**** DATA SHOWN ****

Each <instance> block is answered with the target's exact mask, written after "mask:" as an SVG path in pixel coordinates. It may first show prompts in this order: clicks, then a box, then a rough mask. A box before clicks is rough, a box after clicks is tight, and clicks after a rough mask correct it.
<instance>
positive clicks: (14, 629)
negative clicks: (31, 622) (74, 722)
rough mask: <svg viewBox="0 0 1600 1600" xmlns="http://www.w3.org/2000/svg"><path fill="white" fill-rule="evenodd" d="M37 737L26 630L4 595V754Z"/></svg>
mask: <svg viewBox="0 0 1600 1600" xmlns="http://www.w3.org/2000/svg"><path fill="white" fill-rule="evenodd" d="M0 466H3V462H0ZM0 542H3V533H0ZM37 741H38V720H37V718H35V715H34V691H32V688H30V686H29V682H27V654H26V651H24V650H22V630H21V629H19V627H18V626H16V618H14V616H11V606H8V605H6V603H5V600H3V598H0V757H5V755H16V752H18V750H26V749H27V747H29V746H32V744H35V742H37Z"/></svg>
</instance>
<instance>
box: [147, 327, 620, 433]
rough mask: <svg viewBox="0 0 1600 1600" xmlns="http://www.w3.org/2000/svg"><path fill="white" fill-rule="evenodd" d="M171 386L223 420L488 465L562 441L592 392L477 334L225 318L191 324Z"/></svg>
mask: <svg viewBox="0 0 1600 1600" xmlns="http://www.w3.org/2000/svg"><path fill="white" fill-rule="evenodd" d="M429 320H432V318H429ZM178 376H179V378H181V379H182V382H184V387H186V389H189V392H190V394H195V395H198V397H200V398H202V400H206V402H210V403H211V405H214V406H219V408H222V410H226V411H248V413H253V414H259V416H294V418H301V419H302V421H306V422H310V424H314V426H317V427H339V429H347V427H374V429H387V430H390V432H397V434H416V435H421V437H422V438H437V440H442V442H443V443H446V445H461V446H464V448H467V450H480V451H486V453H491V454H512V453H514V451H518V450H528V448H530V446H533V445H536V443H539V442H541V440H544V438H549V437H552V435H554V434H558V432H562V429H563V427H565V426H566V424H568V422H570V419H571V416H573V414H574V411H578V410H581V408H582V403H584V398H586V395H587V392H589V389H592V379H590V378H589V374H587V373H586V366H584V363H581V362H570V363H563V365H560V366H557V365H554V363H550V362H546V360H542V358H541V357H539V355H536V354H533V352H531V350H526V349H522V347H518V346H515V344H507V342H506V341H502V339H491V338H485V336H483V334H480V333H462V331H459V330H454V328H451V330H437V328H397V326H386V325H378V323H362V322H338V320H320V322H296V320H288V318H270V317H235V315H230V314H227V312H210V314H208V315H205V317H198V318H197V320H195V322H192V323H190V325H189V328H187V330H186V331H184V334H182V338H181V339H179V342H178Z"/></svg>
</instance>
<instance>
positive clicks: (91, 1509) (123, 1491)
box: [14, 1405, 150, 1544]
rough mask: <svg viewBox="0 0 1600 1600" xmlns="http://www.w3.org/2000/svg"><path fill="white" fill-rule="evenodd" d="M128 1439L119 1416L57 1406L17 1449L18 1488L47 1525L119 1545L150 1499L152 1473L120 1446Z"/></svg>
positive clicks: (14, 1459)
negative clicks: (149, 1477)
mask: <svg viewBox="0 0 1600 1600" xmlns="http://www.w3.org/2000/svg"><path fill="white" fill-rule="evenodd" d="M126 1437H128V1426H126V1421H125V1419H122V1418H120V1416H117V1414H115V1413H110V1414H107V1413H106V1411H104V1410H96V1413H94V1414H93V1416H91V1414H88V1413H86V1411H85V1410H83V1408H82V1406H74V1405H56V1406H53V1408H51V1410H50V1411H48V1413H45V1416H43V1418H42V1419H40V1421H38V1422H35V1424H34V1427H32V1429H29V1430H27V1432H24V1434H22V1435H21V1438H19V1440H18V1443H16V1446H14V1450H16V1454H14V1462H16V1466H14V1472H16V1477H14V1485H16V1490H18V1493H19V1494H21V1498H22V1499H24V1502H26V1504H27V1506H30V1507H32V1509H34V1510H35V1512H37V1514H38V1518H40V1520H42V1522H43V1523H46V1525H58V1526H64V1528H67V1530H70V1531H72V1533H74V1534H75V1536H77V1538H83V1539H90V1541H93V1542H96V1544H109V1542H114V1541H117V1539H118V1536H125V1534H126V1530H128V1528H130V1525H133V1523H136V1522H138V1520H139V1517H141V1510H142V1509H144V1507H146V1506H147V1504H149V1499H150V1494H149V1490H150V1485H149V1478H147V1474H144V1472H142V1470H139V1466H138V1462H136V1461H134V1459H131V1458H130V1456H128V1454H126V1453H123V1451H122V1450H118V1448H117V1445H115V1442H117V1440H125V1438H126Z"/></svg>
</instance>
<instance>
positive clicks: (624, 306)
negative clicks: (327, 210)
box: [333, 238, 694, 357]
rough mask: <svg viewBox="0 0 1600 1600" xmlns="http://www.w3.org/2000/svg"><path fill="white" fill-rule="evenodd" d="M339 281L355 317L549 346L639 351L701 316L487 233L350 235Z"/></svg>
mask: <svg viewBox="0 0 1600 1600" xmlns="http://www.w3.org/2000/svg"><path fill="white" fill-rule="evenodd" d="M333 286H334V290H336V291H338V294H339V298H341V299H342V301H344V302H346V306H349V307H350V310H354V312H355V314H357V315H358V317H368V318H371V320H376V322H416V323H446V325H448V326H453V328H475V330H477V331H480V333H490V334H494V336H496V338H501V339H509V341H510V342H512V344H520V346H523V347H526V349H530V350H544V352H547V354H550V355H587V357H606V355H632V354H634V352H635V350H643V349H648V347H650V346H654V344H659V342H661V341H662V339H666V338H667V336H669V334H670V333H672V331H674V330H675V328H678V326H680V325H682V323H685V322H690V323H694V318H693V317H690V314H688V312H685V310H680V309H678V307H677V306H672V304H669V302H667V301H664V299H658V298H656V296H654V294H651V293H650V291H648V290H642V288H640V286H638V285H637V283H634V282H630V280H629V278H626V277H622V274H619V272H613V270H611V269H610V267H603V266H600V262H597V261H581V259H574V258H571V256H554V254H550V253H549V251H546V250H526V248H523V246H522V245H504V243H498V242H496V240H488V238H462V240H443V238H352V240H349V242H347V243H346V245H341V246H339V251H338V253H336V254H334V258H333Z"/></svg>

****

WHAT YOU WILL DO → Reproduce verbatim only the segment of the listing bounded by the line containing "positive clicks: (14, 629)" and the line containing "box: [147, 327, 620, 433]", with both boundary lines included.

RESULT OF THE TASK →
positive clicks: (14, 629)
negative clicks: (31, 622) (74, 722)
rough mask: <svg viewBox="0 0 1600 1600" xmlns="http://www.w3.org/2000/svg"><path fill="white" fill-rule="evenodd" d="M37 737L26 630L4 595V754Z"/></svg>
mask: <svg viewBox="0 0 1600 1600" xmlns="http://www.w3.org/2000/svg"><path fill="white" fill-rule="evenodd" d="M0 466H3V462H0ZM0 542H3V533H0ZM37 741H38V720H37V718H35V715H34V691H32V688H30V686H29V682H27V654H26V651H24V650H22V630H21V629H19V627H18V626H16V618H14V616H11V606H8V605H6V603H5V600H3V598H0V757H5V755H16V752H18V750H26V749H27V747H29V746H32V744H35V742H37Z"/></svg>
</instance>
<instance>
box: [147, 327, 620, 433]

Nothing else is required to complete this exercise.